:: Exercise input ::
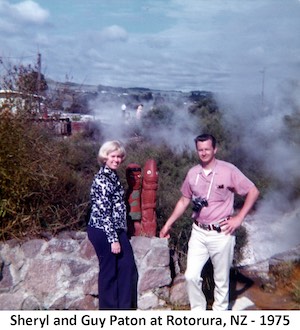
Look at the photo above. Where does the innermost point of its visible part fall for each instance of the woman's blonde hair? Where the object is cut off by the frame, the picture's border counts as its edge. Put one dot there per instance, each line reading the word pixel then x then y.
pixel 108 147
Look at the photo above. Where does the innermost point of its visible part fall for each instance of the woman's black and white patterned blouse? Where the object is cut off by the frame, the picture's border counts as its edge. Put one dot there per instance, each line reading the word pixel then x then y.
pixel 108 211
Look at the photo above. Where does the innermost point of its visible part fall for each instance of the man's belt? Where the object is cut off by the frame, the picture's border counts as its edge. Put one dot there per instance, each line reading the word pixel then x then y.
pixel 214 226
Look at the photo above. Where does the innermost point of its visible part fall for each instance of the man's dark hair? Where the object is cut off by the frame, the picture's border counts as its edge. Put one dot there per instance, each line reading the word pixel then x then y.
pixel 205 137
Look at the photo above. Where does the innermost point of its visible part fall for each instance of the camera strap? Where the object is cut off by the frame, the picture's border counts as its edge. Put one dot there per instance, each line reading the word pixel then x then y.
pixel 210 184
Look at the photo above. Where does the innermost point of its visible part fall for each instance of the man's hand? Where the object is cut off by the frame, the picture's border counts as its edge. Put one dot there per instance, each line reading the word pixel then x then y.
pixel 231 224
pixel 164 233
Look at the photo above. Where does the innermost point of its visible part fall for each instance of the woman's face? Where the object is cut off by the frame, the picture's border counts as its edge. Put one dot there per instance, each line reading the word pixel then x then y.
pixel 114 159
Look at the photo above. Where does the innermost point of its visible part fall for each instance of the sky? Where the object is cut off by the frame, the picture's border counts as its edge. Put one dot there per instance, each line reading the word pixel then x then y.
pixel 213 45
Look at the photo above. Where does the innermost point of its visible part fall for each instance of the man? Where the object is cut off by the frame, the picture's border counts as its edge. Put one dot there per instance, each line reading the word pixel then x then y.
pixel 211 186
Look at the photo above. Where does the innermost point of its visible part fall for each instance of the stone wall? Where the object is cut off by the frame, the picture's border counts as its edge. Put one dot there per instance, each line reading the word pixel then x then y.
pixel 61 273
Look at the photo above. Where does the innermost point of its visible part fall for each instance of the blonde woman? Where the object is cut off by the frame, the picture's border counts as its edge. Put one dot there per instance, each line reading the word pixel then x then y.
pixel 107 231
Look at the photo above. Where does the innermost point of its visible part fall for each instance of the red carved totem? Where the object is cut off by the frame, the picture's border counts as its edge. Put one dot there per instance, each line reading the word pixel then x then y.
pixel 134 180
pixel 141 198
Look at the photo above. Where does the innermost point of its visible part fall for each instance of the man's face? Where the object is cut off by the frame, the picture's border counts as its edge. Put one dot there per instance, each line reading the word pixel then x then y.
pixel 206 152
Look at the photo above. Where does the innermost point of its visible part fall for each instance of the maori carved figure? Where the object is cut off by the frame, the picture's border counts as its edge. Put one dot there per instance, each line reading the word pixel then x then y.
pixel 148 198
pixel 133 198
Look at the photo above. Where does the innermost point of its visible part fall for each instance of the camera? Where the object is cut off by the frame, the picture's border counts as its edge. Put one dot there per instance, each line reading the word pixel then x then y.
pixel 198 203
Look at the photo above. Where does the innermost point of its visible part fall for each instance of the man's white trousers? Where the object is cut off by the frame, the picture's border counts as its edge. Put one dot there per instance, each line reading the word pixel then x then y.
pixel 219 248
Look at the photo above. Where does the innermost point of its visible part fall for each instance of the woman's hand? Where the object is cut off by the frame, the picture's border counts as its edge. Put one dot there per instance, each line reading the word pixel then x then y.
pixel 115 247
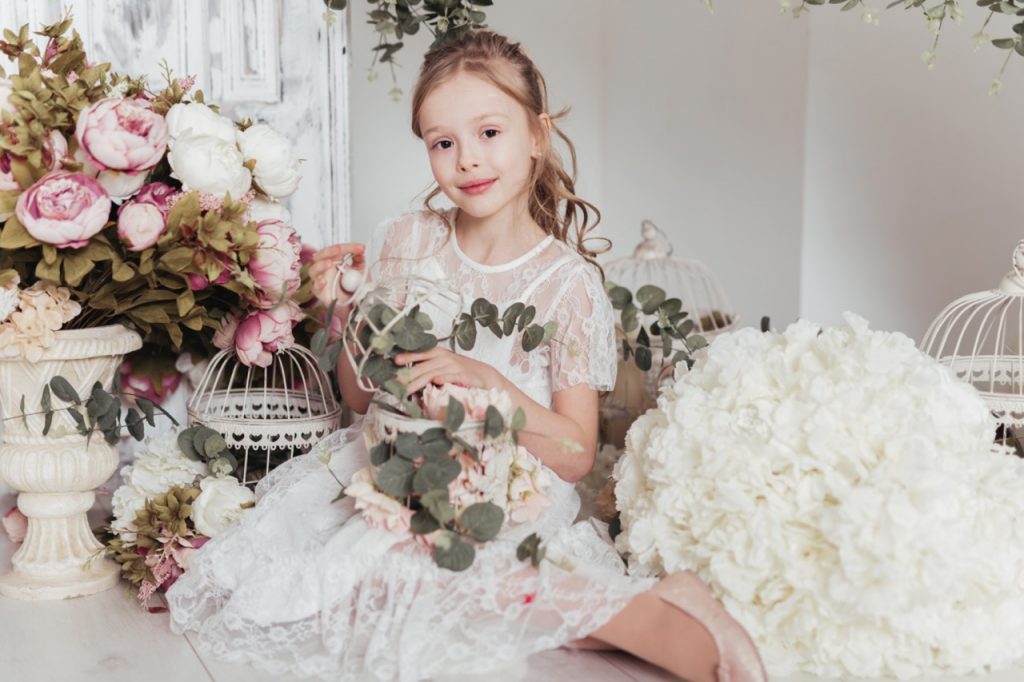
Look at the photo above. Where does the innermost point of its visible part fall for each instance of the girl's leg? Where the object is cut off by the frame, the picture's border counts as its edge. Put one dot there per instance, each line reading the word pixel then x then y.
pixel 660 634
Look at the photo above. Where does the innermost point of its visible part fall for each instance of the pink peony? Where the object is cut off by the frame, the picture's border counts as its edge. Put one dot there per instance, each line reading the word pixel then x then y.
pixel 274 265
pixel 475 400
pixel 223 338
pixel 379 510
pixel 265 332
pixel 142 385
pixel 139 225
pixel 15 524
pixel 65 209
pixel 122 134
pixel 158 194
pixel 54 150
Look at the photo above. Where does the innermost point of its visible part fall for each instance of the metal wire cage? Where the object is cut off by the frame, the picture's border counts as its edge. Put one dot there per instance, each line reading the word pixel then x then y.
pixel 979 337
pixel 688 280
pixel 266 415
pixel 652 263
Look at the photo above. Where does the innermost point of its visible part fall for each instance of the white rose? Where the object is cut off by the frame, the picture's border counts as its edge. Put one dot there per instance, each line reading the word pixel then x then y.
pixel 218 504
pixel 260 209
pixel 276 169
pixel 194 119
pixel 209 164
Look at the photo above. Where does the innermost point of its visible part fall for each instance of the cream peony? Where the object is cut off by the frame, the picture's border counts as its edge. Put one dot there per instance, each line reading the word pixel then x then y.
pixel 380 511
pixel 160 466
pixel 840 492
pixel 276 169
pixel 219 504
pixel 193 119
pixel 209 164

:: Directive ::
Recast everything in the records from the line containing "the woman's face?" down to and including the line containing "pixel 114 159" as a Markdown table with the columns Row and Line. Number each row and skip any blank lines.

:: Solution for this problem ::
| Row | Line |
|---|---|
| 1 | Look at the photo above. Where does the innermost point of its visible part fall for each instance of the woman's face? Where the object is cut off by the frame, the picture's border counts as its edge. Put one dot there per instance, each line reading the word pixel then x then y. |
| 2 | pixel 114 159 |